_Work instructions_
Reproduce the data verbatim, starting at its first line and running through the line containing "71,56,92,60", including that line. Leave the pictures out of your answer.

_Data provided_
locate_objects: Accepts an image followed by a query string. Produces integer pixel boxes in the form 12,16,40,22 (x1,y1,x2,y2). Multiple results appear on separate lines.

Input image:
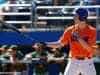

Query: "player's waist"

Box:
71,56,92,60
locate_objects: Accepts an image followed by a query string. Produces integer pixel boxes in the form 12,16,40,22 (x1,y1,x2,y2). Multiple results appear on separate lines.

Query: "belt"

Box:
72,57,91,60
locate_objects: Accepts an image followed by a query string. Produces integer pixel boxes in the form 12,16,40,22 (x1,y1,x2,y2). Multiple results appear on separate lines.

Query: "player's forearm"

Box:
46,41,62,48
78,38,93,51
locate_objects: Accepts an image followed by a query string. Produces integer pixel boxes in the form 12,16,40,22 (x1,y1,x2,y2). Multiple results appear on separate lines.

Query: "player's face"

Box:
74,15,79,24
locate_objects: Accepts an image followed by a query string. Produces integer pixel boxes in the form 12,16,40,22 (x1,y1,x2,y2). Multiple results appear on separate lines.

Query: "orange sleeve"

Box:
59,30,70,46
88,31,96,47
88,31,96,54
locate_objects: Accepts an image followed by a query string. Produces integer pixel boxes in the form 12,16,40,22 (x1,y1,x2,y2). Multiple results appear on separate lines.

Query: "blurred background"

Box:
0,0,100,75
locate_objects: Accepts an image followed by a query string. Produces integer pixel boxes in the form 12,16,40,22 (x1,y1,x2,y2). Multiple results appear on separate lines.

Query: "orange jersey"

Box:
60,26,96,57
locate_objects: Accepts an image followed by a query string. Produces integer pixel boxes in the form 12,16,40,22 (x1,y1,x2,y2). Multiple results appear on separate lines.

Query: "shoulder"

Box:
65,25,74,32
88,25,96,31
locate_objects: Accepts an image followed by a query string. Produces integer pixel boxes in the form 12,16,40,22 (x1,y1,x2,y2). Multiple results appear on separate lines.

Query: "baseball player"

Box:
47,8,96,75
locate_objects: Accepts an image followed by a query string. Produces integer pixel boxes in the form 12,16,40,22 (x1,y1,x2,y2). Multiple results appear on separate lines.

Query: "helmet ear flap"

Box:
79,17,87,21
76,8,88,21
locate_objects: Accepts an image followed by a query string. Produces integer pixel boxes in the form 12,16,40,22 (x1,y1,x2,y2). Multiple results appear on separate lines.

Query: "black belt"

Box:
75,57,91,60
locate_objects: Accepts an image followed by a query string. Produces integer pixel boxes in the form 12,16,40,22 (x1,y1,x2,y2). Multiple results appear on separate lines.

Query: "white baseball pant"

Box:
64,59,96,75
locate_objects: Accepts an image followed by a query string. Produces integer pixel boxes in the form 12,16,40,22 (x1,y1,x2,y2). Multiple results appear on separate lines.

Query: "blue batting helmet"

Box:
76,8,88,21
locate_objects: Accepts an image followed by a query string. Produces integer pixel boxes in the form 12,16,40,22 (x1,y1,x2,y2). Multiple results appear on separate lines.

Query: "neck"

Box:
78,22,87,29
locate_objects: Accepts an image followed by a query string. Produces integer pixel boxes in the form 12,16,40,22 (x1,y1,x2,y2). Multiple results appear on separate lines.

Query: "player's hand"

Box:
72,32,80,41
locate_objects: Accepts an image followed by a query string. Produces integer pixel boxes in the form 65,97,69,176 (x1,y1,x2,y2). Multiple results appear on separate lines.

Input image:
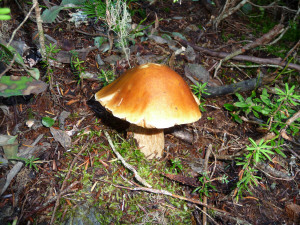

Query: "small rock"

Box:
184,63,210,83
148,35,168,44
184,45,197,62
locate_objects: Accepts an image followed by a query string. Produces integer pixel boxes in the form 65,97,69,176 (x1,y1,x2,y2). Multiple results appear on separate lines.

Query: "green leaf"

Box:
94,37,105,48
42,116,55,127
234,102,250,108
0,8,11,20
26,68,40,80
0,76,48,97
223,103,236,111
230,113,243,124
41,6,63,23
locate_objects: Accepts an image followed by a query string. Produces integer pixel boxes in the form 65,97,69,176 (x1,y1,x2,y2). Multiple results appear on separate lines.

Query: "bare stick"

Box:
214,24,283,76
202,144,212,225
0,54,16,78
104,131,152,188
24,181,80,219
50,142,89,225
177,38,300,71
7,3,37,46
32,0,46,59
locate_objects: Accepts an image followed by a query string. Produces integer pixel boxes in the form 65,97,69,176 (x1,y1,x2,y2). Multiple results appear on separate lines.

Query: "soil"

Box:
0,1,300,224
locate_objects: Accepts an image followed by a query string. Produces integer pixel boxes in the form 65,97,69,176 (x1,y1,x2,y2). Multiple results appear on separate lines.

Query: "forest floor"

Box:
0,1,300,224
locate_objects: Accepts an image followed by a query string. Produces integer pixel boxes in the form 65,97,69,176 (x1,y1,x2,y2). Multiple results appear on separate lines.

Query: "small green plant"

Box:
98,70,116,86
191,82,209,112
171,158,183,172
17,157,40,171
224,83,300,135
45,43,61,61
235,138,286,201
193,173,217,201
71,51,86,83
44,43,61,85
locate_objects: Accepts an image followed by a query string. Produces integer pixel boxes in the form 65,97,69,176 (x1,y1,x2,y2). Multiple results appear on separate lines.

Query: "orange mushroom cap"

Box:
95,63,201,129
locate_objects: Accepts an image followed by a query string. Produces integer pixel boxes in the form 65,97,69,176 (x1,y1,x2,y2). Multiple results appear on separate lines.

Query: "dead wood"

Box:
202,77,264,98
179,39,300,72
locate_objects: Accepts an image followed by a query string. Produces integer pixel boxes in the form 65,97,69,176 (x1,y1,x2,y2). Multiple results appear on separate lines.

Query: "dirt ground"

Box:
0,1,300,224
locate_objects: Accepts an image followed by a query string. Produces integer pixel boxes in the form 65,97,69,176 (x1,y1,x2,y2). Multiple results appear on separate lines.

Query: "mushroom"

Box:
95,63,201,159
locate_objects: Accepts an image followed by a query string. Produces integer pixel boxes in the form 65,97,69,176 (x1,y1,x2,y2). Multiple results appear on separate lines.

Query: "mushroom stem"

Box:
129,124,165,159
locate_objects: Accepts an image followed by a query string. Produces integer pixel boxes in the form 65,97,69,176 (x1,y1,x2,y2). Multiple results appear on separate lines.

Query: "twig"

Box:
32,0,46,60
7,2,37,46
195,206,218,225
50,142,89,225
176,38,300,71
202,144,212,225
0,54,16,78
280,110,300,149
214,24,283,77
24,181,80,219
99,180,230,215
104,131,152,188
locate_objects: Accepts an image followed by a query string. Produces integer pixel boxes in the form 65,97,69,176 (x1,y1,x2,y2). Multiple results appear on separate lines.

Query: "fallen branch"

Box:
214,24,283,77
202,74,264,98
104,131,152,188
177,38,300,71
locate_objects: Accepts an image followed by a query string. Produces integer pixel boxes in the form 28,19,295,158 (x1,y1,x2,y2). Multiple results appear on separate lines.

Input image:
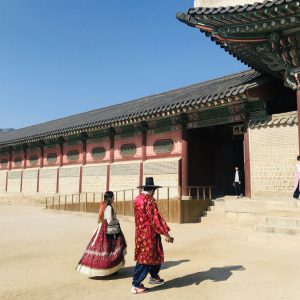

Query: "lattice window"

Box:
144,161,178,175
67,150,79,161
14,157,22,167
92,147,106,160
120,144,136,156
29,155,39,166
110,163,140,176
0,158,8,168
153,139,174,154
47,153,57,164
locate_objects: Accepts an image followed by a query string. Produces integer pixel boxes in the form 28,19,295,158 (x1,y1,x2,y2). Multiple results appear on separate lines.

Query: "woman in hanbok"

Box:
76,191,127,277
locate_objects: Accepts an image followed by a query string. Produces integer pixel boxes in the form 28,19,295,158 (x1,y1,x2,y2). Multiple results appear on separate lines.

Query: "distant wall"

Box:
249,114,298,196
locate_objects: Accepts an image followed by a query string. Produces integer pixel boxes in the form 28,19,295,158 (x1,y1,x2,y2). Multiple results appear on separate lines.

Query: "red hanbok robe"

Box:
134,194,170,265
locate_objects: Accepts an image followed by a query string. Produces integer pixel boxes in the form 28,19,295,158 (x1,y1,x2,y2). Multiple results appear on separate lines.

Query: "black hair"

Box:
143,187,156,192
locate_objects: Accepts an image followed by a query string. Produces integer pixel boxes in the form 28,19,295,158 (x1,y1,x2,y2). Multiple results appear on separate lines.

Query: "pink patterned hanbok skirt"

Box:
76,220,127,277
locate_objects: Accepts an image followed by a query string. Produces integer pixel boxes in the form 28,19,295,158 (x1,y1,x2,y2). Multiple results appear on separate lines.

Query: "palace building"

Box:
0,0,300,202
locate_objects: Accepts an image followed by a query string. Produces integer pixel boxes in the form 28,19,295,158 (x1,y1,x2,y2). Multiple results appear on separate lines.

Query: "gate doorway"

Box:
188,124,245,197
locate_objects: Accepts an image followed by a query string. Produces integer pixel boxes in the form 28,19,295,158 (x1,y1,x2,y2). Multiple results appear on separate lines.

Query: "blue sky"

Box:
0,0,246,128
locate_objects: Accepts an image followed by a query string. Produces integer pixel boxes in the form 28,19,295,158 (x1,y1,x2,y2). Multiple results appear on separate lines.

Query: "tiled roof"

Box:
249,111,298,128
0,70,268,147
185,0,296,15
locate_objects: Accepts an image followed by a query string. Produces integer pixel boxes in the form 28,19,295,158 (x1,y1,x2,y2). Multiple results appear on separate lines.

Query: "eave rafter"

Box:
177,0,300,89
0,90,254,149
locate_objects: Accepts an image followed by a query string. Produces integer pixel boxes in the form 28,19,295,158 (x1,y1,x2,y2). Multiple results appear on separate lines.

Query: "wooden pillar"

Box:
106,164,110,191
5,171,8,192
59,139,64,167
36,170,40,193
297,88,300,153
20,170,23,192
142,130,147,161
56,168,59,193
78,166,82,194
106,127,116,191
23,145,28,169
40,142,45,168
181,126,189,196
8,149,12,170
109,128,115,164
139,129,147,192
82,138,87,165
244,121,251,198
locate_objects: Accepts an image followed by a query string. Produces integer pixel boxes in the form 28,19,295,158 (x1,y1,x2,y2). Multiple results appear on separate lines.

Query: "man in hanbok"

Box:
131,177,173,294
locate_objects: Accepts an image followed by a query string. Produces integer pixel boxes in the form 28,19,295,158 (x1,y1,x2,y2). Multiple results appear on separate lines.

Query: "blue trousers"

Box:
132,263,161,288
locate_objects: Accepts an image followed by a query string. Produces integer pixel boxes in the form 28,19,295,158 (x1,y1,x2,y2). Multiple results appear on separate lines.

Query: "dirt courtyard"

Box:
0,203,300,300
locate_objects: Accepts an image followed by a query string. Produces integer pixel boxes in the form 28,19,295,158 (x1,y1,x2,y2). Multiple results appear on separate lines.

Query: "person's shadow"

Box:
90,259,190,280
151,266,245,292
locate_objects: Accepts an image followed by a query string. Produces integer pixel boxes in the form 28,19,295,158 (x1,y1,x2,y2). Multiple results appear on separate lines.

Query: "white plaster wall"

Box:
7,171,22,192
22,169,38,194
82,164,107,193
109,161,140,200
143,157,180,199
0,170,7,192
59,166,80,194
249,124,298,196
39,167,57,195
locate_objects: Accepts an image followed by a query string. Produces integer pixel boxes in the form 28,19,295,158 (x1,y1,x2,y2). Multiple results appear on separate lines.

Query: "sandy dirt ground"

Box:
0,204,300,300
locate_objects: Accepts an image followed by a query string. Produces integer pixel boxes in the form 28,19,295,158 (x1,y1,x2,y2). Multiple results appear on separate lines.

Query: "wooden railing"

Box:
46,186,213,223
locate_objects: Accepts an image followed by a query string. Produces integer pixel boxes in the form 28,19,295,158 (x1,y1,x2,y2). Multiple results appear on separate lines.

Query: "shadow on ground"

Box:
151,266,245,292
90,259,190,280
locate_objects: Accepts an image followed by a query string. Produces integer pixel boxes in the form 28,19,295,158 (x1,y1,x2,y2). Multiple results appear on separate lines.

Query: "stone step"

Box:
247,232,300,246
263,216,300,227
255,224,300,236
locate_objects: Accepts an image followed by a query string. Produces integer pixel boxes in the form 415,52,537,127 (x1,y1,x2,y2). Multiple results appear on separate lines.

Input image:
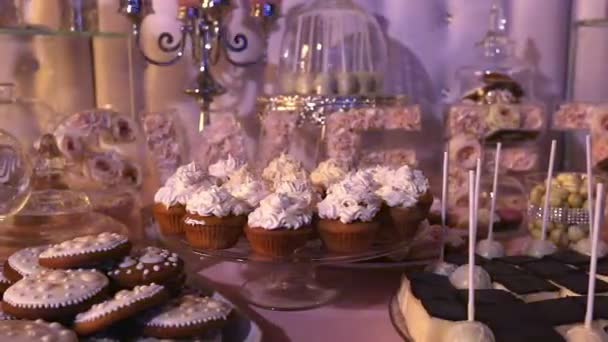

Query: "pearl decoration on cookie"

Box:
8,246,48,277
40,232,129,258
0,320,78,342
146,295,232,328
3,270,109,308
108,247,179,276
75,283,164,323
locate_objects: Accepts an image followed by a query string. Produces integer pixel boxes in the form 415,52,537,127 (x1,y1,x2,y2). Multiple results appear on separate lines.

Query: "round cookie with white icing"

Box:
0,320,78,342
144,295,232,339
108,247,185,291
2,270,110,322
74,284,169,335
2,246,48,282
0,266,13,294
38,232,131,269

_Result of the exercise_
locate_objects: Accepts an image followed by a query string. Produces integer pixel boxes in the form 12,16,40,22 (x1,y1,x2,y2). Multiple results appear on separate lines.

Input image:

Query: "player's waist"

Box:
71,56,92,60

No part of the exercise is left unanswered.